Extracted information:

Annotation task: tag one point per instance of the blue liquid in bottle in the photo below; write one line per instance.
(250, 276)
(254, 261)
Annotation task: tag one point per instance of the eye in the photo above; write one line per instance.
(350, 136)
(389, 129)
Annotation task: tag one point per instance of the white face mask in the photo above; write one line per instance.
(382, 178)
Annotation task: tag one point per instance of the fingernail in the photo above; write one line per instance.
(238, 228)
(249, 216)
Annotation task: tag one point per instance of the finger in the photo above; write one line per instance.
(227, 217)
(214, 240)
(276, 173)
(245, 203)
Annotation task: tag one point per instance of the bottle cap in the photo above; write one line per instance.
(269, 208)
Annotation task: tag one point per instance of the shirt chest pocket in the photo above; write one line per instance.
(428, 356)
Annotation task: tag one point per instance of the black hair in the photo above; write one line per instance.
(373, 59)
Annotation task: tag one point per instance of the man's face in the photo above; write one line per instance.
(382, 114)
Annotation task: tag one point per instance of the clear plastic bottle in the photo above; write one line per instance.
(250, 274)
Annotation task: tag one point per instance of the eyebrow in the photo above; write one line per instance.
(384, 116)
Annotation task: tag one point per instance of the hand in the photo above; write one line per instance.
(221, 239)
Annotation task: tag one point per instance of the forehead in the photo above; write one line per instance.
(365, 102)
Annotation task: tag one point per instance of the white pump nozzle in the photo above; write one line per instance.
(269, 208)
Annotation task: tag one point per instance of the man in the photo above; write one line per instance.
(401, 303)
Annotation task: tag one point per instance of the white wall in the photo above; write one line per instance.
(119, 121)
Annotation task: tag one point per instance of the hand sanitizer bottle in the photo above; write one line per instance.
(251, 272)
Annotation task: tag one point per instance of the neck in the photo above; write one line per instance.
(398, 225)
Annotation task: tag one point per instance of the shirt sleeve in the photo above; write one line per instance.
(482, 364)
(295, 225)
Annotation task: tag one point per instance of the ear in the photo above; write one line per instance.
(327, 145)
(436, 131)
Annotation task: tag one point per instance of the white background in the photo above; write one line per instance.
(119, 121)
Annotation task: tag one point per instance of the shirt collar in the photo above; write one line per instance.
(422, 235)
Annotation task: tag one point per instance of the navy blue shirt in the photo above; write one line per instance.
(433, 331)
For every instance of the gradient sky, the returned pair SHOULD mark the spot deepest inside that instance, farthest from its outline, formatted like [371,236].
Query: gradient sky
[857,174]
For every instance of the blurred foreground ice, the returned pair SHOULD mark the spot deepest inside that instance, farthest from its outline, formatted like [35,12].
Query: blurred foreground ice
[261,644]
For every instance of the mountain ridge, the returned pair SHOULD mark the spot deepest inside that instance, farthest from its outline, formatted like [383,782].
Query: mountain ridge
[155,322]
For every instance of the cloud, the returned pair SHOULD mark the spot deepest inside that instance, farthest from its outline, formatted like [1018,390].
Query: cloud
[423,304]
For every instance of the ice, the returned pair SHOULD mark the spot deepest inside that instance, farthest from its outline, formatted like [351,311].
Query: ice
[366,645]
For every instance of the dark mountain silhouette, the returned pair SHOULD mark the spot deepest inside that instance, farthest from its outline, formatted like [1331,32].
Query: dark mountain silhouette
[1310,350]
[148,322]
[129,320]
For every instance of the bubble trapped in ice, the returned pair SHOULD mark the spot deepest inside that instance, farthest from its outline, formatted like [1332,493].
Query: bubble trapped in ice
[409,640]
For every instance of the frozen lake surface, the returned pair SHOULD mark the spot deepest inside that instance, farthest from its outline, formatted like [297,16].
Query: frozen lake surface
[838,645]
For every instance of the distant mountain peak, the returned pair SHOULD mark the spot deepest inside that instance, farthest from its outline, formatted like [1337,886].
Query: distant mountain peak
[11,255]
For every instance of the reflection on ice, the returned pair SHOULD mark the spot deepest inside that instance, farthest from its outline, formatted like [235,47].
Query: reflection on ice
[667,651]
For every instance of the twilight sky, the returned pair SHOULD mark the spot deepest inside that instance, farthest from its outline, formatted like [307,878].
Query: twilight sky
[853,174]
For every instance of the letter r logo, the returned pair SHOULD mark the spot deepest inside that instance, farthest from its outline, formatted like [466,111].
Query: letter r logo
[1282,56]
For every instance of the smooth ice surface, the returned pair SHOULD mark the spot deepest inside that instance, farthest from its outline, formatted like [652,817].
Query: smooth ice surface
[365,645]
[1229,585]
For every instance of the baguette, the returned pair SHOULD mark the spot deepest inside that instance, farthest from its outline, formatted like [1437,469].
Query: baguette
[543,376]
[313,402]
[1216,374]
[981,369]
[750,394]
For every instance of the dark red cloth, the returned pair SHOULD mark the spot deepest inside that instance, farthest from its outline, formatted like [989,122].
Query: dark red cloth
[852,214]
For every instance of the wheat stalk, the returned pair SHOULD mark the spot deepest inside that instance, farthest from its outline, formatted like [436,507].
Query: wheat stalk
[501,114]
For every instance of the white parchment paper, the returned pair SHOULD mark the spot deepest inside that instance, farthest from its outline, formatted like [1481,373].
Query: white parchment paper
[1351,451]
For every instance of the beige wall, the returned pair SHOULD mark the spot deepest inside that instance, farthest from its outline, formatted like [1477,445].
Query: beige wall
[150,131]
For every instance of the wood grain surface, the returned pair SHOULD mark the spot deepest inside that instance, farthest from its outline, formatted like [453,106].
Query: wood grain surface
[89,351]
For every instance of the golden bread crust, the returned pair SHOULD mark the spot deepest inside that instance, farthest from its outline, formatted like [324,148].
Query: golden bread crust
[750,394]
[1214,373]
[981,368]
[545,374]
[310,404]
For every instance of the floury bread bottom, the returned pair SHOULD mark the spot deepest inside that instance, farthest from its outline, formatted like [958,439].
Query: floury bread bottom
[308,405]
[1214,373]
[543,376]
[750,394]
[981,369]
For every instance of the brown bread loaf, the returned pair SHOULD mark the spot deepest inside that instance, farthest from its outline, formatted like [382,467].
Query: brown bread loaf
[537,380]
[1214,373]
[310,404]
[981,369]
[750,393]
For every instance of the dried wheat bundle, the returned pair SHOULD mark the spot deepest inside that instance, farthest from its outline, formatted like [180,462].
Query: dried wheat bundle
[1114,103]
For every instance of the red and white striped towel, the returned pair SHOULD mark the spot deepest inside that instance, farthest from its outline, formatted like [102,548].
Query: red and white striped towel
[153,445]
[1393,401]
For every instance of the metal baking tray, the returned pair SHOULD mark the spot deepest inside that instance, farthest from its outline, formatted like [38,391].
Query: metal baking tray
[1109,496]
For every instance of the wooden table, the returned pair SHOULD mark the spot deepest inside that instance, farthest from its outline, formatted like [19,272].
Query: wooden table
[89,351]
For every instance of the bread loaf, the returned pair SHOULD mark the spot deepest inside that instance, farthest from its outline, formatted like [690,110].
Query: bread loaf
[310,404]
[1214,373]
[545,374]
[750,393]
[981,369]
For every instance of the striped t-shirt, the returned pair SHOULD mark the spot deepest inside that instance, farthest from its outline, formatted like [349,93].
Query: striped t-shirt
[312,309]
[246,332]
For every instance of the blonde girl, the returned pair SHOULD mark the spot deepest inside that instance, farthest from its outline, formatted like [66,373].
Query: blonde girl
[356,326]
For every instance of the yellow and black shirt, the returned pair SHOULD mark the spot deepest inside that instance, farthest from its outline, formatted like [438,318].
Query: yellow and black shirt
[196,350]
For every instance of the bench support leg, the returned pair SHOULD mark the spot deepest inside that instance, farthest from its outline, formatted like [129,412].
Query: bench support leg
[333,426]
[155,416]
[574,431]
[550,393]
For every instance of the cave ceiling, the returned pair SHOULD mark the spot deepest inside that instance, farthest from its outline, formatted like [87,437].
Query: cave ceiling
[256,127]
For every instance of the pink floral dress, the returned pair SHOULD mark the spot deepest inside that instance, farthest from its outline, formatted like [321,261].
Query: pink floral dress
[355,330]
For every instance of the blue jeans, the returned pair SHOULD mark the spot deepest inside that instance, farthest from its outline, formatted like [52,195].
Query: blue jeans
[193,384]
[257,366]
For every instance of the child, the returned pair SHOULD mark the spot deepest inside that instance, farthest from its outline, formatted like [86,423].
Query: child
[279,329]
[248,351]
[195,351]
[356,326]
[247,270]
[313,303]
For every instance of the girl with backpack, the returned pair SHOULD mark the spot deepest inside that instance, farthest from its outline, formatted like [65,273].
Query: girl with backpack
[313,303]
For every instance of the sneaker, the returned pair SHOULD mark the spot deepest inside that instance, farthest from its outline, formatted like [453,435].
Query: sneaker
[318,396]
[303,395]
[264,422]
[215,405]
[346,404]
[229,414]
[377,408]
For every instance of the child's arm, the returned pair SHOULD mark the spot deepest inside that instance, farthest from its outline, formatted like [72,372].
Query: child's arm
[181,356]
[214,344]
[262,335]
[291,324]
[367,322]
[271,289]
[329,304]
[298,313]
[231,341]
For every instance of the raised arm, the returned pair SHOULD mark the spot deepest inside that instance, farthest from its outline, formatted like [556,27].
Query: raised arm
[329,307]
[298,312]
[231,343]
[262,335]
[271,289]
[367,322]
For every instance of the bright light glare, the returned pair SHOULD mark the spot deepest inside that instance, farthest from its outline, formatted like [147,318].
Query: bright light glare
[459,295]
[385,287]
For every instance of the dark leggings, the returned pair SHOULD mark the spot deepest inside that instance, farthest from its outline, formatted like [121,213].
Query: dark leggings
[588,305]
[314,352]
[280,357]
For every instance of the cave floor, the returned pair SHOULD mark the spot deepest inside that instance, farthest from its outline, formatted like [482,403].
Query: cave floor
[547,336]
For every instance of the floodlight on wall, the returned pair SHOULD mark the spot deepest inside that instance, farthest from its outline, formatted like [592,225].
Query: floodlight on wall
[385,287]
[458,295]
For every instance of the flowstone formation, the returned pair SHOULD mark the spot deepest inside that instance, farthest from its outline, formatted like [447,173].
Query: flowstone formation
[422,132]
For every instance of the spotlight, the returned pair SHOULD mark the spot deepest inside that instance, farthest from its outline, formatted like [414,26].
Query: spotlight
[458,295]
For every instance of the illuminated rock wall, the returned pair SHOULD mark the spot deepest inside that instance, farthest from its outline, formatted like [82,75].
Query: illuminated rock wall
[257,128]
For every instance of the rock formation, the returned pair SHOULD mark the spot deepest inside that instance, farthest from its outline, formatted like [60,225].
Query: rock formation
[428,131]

Work task: Please transcribe the lines from the one containing "For every instance of the flowstone" through the last line of the records. Include both ends and nothing else.

Output of the task:
For every instance of the flowstone formation, the returned pair SHOULD mark the spot deepest inside that instance, farthest from its outline, formatted like [447,173].
Query: flowstone formation
[422,132]
For every instance of the spotlight, the returned pair SHOULD mark the spot deepest inside that instance, farthest from its outline, formatted like [414,26].
Query: spotlight
[458,295]
For every instance of the illuminated rock wall, the returned pair SHOULD mark the spot deepest inside that instance, farthest from its outline, formatted like [82,75].
Query: illuminated rock wall
[257,128]
For every instance of the rock formation, the returned pair SHOULD mark the spot deepest inside that instance, farthest from its outline, formatted like [60,225].
Query: rock formation
[428,131]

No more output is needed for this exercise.